• YOUR OBJECTIVE: Show every line of the listing below that contains the string "outboard".

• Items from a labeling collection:
※

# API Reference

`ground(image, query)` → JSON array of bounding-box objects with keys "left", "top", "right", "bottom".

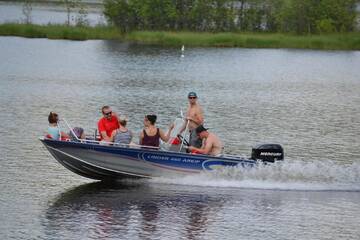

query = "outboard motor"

[{"left": 251, "top": 144, "right": 284, "bottom": 163}]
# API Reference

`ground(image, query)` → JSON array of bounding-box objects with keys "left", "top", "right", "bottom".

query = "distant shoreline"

[{"left": 0, "top": 23, "right": 360, "bottom": 50}]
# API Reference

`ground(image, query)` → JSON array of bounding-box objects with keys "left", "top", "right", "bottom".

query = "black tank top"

[{"left": 141, "top": 128, "right": 160, "bottom": 147}]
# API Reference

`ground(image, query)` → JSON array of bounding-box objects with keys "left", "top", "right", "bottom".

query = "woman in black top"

[{"left": 140, "top": 115, "right": 174, "bottom": 147}]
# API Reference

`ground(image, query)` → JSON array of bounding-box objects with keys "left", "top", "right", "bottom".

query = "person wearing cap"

[
  {"left": 188, "top": 125, "right": 223, "bottom": 156},
  {"left": 98, "top": 106, "right": 120, "bottom": 142},
  {"left": 110, "top": 117, "right": 134, "bottom": 144},
  {"left": 180, "top": 92, "right": 204, "bottom": 148}
]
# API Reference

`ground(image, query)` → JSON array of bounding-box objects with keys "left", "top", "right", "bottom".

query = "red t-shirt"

[{"left": 98, "top": 116, "right": 120, "bottom": 139}]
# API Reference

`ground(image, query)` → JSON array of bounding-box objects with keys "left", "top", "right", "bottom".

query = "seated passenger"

[
  {"left": 98, "top": 106, "right": 120, "bottom": 142},
  {"left": 110, "top": 118, "right": 133, "bottom": 144},
  {"left": 188, "top": 125, "right": 223, "bottom": 156},
  {"left": 140, "top": 115, "right": 174, "bottom": 147},
  {"left": 69, "top": 127, "right": 85, "bottom": 141},
  {"left": 48, "top": 112, "right": 69, "bottom": 140}
]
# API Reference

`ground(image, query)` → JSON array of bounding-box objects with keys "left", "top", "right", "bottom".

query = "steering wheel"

[{"left": 177, "top": 134, "right": 190, "bottom": 146}]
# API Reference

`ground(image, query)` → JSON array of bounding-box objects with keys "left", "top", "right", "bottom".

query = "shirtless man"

[
  {"left": 180, "top": 92, "right": 204, "bottom": 148},
  {"left": 189, "top": 125, "right": 223, "bottom": 156}
]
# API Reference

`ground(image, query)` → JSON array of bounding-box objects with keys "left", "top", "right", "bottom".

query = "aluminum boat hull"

[{"left": 40, "top": 138, "right": 256, "bottom": 180}]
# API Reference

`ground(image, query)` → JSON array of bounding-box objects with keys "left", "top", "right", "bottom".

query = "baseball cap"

[{"left": 188, "top": 92, "right": 197, "bottom": 98}]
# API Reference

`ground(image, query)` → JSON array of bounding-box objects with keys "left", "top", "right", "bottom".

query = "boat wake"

[{"left": 149, "top": 161, "right": 360, "bottom": 191}]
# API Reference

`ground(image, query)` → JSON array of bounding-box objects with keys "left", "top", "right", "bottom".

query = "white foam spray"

[{"left": 150, "top": 160, "right": 360, "bottom": 191}]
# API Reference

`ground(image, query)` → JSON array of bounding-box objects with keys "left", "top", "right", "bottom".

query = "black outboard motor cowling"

[{"left": 251, "top": 144, "right": 284, "bottom": 162}]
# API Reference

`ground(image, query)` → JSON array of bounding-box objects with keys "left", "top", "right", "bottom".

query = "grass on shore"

[
  {"left": 0, "top": 23, "right": 123, "bottom": 40},
  {"left": 127, "top": 31, "right": 360, "bottom": 50},
  {"left": 0, "top": 23, "right": 360, "bottom": 50}
]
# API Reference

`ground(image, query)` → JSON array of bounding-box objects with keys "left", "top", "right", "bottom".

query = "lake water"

[
  {"left": 0, "top": 37, "right": 360, "bottom": 240},
  {"left": 0, "top": 0, "right": 106, "bottom": 26}
]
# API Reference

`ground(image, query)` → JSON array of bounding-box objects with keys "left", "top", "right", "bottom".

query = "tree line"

[{"left": 104, "top": 0, "right": 359, "bottom": 34}]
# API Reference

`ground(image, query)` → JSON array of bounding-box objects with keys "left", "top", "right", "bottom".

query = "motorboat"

[{"left": 40, "top": 118, "right": 284, "bottom": 180}]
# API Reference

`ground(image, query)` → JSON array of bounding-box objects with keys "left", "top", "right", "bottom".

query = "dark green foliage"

[{"left": 104, "top": 0, "right": 357, "bottom": 34}]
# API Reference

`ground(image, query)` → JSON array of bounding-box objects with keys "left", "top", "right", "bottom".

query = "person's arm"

[
  {"left": 179, "top": 120, "right": 189, "bottom": 134},
  {"left": 60, "top": 132, "right": 70, "bottom": 138},
  {"left": 98, "top": 120, "right": 110, "bottom": 142},
  {"left": 160, "top": 124, "right": 174, "bottom": 142},
  {"left": 109, "top": 130, "right": 117, "bottom": 142}
]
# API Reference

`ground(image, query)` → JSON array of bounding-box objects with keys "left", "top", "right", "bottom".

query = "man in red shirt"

[{"left": 98, "top": 106, "right": 120, "bottom": 142}]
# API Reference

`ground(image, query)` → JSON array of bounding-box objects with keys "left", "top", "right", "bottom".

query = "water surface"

[{"left": 0, "top": 37, "right": 360, "bottom": 239}]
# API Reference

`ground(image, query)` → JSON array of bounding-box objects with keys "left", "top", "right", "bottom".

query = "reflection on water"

[
  {"left": 0, "top": 36, "right": 360, "bottom": 240},
  {"left": 0, "top": 1, "right": 106, "bottom": 26},
  {"left": 42, "top": 182, "right": 360, "bottom": 239},
  {"left": 43, "top": 183, "right": 226, "bottom": 239}
]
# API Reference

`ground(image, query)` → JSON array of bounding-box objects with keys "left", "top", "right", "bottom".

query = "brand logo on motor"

[{"left": 260, "top": 152, "right": 282, "bottom": 157}]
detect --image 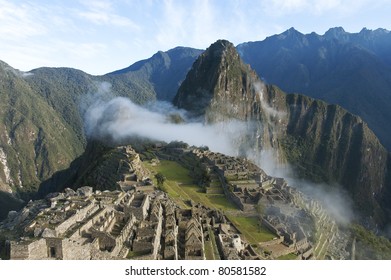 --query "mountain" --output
[174,40,390,226]
[0,47,201,219]
[103,47,202,101]
[237,28,391,149]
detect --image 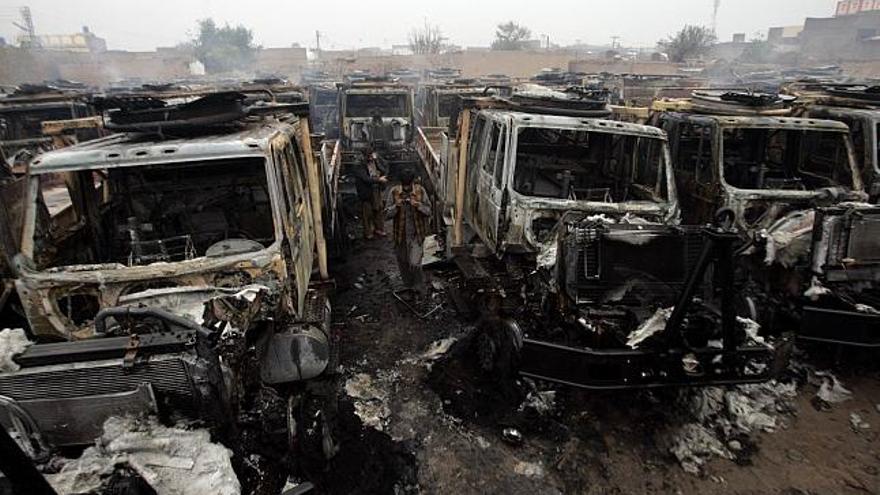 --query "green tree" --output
[492,21,532,50]
[409,21,445,55]
[739,35,773,64]
[190,19,260,73]
[657,26,718,63]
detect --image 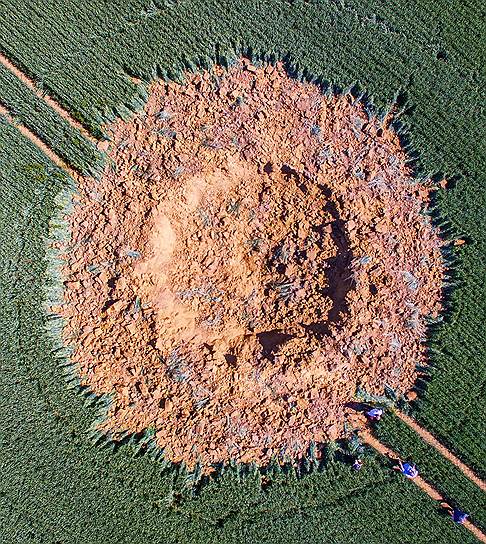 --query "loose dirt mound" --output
[59,61,443,466]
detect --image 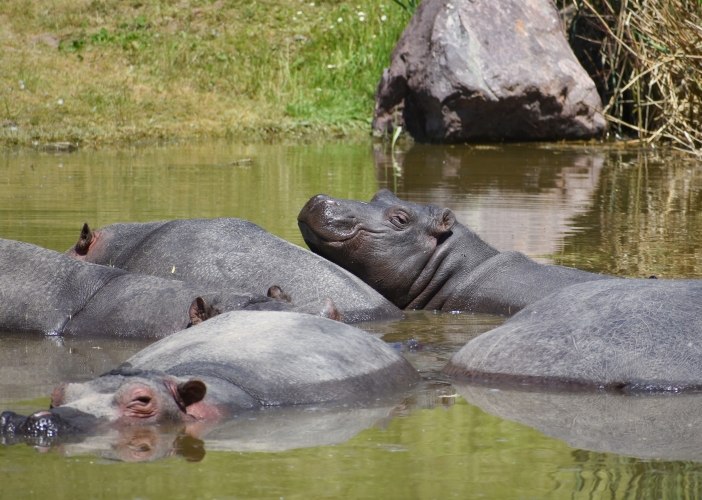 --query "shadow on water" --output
[0,143,702,499]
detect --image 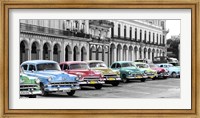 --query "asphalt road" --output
[33,78,180,98]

※

• WRITTEN ANSWER:
query = "outboard motor"
query = "black outboard motor cowling"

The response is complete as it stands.